===== Stored rows =====
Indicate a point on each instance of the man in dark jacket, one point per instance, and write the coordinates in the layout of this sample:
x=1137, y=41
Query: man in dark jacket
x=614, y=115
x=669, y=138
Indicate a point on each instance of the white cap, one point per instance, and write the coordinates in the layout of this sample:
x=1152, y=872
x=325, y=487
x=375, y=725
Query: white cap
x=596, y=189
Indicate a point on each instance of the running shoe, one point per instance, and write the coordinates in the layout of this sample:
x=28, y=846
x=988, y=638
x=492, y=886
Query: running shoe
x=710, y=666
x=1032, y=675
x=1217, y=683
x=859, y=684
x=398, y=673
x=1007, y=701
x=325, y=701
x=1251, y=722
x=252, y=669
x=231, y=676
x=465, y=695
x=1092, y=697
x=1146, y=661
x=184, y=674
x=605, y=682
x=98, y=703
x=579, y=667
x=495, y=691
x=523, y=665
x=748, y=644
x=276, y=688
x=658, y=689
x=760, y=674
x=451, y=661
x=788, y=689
=====
### What you need to do
Update the entries above so that every "running shoe" becomes "sneaker", and keep everything else the same.

### Problem solution
Indicate a point on each instance of the man in dark jacket, one point per instance, and write the coordinates in the layout of this sample:
x=1137, y=41
Query: man in dark jacket
x=614, y=115
x=669, y=138
Indicate a point on each instance of the white cap, one point per instance, and write the coordinates in the layout of this sample:
x=1152, y=872
x=325, y=487
x=375, y=725
Query: white cap
x=596, y=189
Indicate a point on each instance of the sneaker, one point per instance, and write the coordinates in the layout of this sample:
x=28, y=846
x=988, y=638
x=492, y=886
Query: sneaker
x=710, y=666
x=1032, y=675
x=1217, y=683
x=859, y=684
x=398, y=673
x=1007, y=701
x=325, y=701
x=1251, y=722
x=252, y=669
x=231, y=676
x=465, y=695
x=1092, y=697
x=1146, y=661
x=184, y=674
x=605, y=682
x=98, y=703
x=579, y=667
x=495, y=691
x=523, y=665
x=748, y=644
x=276, y=688
x=658, y=689
x=760, y=674
x=451, y=661
x=788, y=689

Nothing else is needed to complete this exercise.